» Do this: Reproduce the material word for word; the images stay out.

» Excerpted records:
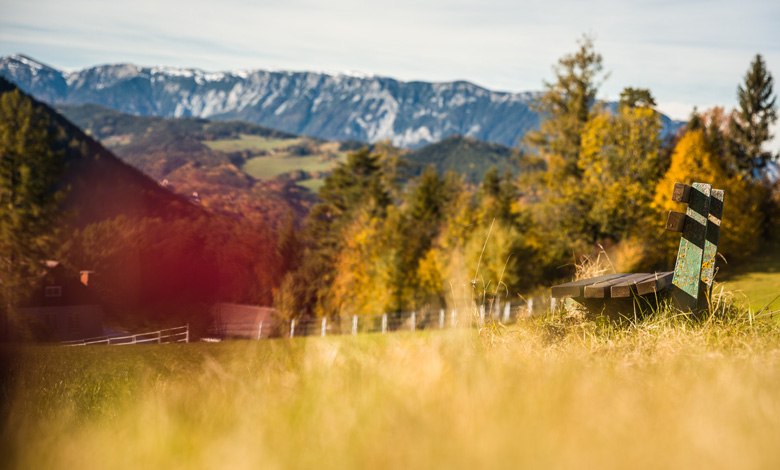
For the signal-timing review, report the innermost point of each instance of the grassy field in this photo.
(270, 167)
(251, 142)
(666, 393)
(757, 282)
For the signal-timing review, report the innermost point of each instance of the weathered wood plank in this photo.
(574, 288)
(601, 290)
(656, 284)
(625, 288)
(687, 269)
(681, 192)
(712, 238)
(675, 221)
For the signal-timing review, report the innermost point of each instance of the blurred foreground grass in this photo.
(546, 393)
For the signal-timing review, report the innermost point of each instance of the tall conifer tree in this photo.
(749, 127)
(30, 170)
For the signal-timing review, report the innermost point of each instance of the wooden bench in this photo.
(628, 293)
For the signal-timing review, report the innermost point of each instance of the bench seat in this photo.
(615, 286)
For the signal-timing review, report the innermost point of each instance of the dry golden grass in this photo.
(555, 392)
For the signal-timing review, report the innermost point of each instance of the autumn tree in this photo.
(30, 170)
(357, 185)
(749, 127)
(619, 163)
(566, 105)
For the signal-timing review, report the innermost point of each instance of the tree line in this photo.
(593, 177)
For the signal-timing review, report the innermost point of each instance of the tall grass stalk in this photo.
(556, 391)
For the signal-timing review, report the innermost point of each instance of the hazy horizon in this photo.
(688, 53)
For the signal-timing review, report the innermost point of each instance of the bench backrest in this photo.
(694, 268)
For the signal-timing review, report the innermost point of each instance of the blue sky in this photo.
(688, 52)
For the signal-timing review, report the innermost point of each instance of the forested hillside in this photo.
(157, 257)
(596, 182)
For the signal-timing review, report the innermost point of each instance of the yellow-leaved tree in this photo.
(694, 160)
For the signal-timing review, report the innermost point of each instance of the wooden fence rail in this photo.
(180, 334)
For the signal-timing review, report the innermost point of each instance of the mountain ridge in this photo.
(366, 108)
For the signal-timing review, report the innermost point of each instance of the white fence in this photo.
(412, 321)
(180, 334)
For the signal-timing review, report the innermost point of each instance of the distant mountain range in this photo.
(333, 107)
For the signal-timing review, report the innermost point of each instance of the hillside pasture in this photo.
(546, 393)
(756, 283)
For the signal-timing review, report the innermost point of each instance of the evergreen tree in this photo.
(357, 185)
(750, 125)
(30, 170)
(566, 105)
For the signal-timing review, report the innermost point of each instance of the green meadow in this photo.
(251, 142)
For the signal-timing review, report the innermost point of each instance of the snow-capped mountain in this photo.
(329, 106)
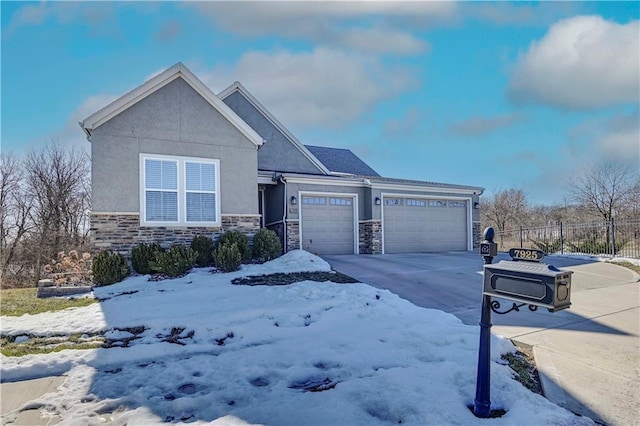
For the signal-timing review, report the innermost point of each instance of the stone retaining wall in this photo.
(121, 232)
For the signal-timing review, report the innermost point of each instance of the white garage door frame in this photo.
(468, 201)
(356, 239)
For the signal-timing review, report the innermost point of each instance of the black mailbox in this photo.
(533, 283)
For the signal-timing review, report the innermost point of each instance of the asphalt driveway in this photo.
(588, 356)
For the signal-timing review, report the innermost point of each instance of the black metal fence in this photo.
(614, 239)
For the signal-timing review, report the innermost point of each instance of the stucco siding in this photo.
(175, 121)
(277, 153)
(114, 175)
(294, 188)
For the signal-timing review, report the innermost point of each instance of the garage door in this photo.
(327, 224)
(423, 225)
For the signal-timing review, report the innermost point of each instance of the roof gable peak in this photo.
(238, 87)
(157, 82)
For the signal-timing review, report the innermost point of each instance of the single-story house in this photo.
(171, 159)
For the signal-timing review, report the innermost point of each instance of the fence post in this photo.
(521, 246)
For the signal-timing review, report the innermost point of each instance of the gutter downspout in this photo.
(282, 179)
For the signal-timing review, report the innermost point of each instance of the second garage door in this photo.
(327, 224)
(424, 225)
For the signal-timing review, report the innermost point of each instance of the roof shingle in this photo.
(340, 160)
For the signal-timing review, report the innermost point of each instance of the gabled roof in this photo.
(156, 83)
(339, 160)
(237, 87)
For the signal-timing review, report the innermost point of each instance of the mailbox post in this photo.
(482, 402)
(524, 281)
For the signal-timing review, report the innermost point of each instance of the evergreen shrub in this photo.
(175, 262)
(203, 246)
(227, 257)
(266, 245)
(142, 255)
(241, 241)
(108, 268)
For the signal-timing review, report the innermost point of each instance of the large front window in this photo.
(179, 191)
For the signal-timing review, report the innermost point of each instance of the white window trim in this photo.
(182, 214)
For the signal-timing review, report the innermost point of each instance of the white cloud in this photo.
(324, 87)
(99, 16)
(581, 63)
(475, 126)
(520, 13)
(382, 41)
(616, 138)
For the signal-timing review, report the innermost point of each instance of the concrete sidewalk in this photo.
(13, 395)
(588, 356)
(591, 365)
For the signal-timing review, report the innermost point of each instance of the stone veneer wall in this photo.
(122, 231)
(477, 236)
(370, 236)
(293, 234)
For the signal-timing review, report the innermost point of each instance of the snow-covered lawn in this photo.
(303, 354)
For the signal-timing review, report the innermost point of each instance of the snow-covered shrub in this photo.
(175, 262)
(266, 245)
(142, 255)
(203, 246)
(109, 268)
(241, 241)
(227, 256)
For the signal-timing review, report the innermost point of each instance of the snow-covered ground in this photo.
(303, 354)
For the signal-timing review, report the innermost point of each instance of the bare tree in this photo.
(507, 208)
(57, 182)
(15, 209)
(607, 189)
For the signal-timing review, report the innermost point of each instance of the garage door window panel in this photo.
(314, 200)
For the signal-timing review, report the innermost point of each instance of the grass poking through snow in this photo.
(20, 301)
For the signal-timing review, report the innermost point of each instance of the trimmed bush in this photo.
(241, 241)
(142, 255)
(109, 268)
(203, 246)
(227, 257)
(175, 262)
(266, 245)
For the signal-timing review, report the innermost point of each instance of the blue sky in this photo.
(496, 94)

» Result of this exercise:
For the signal-timing review, report the innermost point of each instance of the grassy field in this photo.
(270, 167)
(251, 142)
(666, 393)
(757, 282)
For the signal-timing review, report the innermost point of each instance of the weathered wood plank in this photo.
(574, 288)
(601, 290)
(656, 284)
(625, 288)
(687, 269)
(681, 192)
(712, 238)
(675, 221)
For the signal-timing review, report the innermost point of each instance of the blurred foreground grass in this photo.
(546, 393)
For the signal-timing review, report the innermost point of each instance of the tall conifer tree in this photo.
(749, 127)
(30, 170)
For the signal-timing review, report the innermost point of each instance of the wooden bench in this photo.
(628, 293)
For the signal-timing review, report the innermost point of each instance of the bench seat in this photo.
(615, 286)
For the signal-timing review, report the innermost point of each instance of the dry golden grass in this photo.
(555, 392)
For the signal-timing review, report the innermost point of each instance of the autumn tree in this photo.
(30, 170)
(357, 185)
(749, 127)
(619, 163)
(566, 105)
For the signal-timing review, report the innermost point of each instance of the tree line in this photo.
(593, 177)
For the signal-timing review, report the innermost point of each instance of the tall grass stalk in this photo.
(556, 391)
For the signal-timing review, report the innermost point of each instance of the hazy horizon in this photo.
(688, 53)
For the signal-timing review, report the innermost point of each instance of the bench backrest in this photo.
(694, 268)
For the signal-timing review, report the innermost point of each instance of the blue sky in this photo.
(688, 52)
For the signal-timing review, report the innermost point of each instance of the forested hillside in this photo.
(157, 257)
(596, 182)
For the signal-timing review, report the innermost point of each instance of the yellow-leaved tree in this photo.
(694, 160)
For the signal-timing review, report the innermost point of each instance of the wooden fence rail in this photo.
(180, 334)
For the signal-timing review, report the innermost point of each instance of the mountain ridge in this photo.
(366, 108)
For the signal-timing review, report the innermost point of each instance of the white fence in this photo.
(412, 321)
(180, 334)
For the signal-timing review, report the innermost point of each instance of the distant mountain range in this photo.
(333, 107)
For the signal-timing review, report the innermost point of each instance of the hillside pasture in this photo.
(546, 393)
(756, 283)
For the signal-timing review, report the innermost point of each instance of the evergreen tree in this photo.
(357, 185)
(750, 125)
(30, 170)
(566, 105)
For the signal-timing review, report the innermost point of each instance of the green meadow in this photo.
(251, 142)
For the signal-timing review, report the innermost point of each instance of the snow-capped mountain in this photo.
(329, 106)
For the signal-timing review, report the innermost point of each instance of the stone retaining wall in this photo.
(121, 232)
For the signal-timing review, report the innermost point of each instance of the white garage door frame in this photo.
(468, 201)
(356, 239)
For the signal-timing review, report the innermost point of each instance of the black mailbox in this photo.
(533, 283)
For the signal-timing review, report the innermost point of each instance of the asphalt driveway in this photo.
(588, 356)
For the signal-timing review, report the innermost point of each instance of the black metal fence in this photo.
(614, 239)
For the signal-timing review, report the innermost point of each instance of the stucco siding in this photo.
(175, 121)
(277, 153)
(114, 175)
(294, 188)
For the signal-timing review, report the innermost point of each instance of the garage door in this photo.
(327, 224)
(423, 225)
For the signal-timing review, report the innermost point of each instance of the roof gable peak in this photo.
(238, 87)
(157, 82)
For the signal-timing review, report the innermost point of each instance of the single-story house in this photo.
(171, 159)
For the signal-timing review, report the innermost point of each instance of the fence post in this photo.
(521, 246)
For the signal-timing review, report the innermost point of each instance of the gutter downspout in this photo.
(282, 179)
For the signal-timing review, report the innermost point of each instance of the second garage door in this photo.
(327, 224)
(424, 225)
For the signal-timing review, report the innermost point of each instance of the roof shingle in this photo.
(340, 160)
For the signal-timing review, report the innermost point of each instance of the gabled roof in this photo.
(156, 83)
(339, 160)
(237, 87)
For the signal-timing review, report the innermost point of each instance of the mailbox post in this photo.
(482, 402)
(524, 281)
For the signal-timing review, report the innermost point of each instance of the evergreen shrub in this photo.
(175, 262)
(203, 246)
(227, 257)
(266, 245)
(142, 255)
(241, 241)
(108, 268)
For the signal-timing review, report the innermost point of each instance of the large front window in this photo.
(179, 191)
For the signal-timing review, report the innermost point of each instance of the white window trim in this photo.
(182, 214)
For the signal-timing review, report the innermost point of each instance of the white cloud in this photo.
(324, 87)
(99, 16)
(581, 63)
(475, 126)
(520, 13)
(382, 41)
(616, 138)
For the signal-timing review, report the innermost point of each instance of the concrete sidewalk in this photo.
(13, 395)
(588, 356)
(591, 365)
For the signal-timing review, report the innermost point of each instance of the stone veneer wall in this photo.
(122, 231)
(477, 236)
(370, 236)
(293, 234)
For the signal-timing review, report the innermost point of each instance of the snow-covered lawn in this photo.
(303, 354)
For the signal-timing review, report the innermost point of each instance of the snow-covered shrub in this photo.
(175, 262)
(266, 245)
(142, 255)
(203, 246)
(109, 268)
(241, 241)
(227, 256)
For the signal-timing review, report the innermost point of each instance of the snow-covered ground in this photo.
(303, 354)
For the signal-timing review, report the innermost point of each instance of the bare tree in this photo.
(507, 208)
(57, 182)
(15, 209)
(607, 189)
For the signal-timing review, report the innermost point of each instance of the garage door window panel in this photo.
(314, 200)
For the signal-timing review, report the innermost point of each instance of the grass poking through snow in this photo.
(20, 301)
For the signal-timing review, report the innermost point of each instance of the trimmed bush in this photo.
(241, 241)
(142, 255)
(109, 268)
(203, 246)
(227, 257)
(175, 262)
(266, 245)
For the signal-timing review, report the innermost point of each instance of the blue sky in this photo.
(496, 94)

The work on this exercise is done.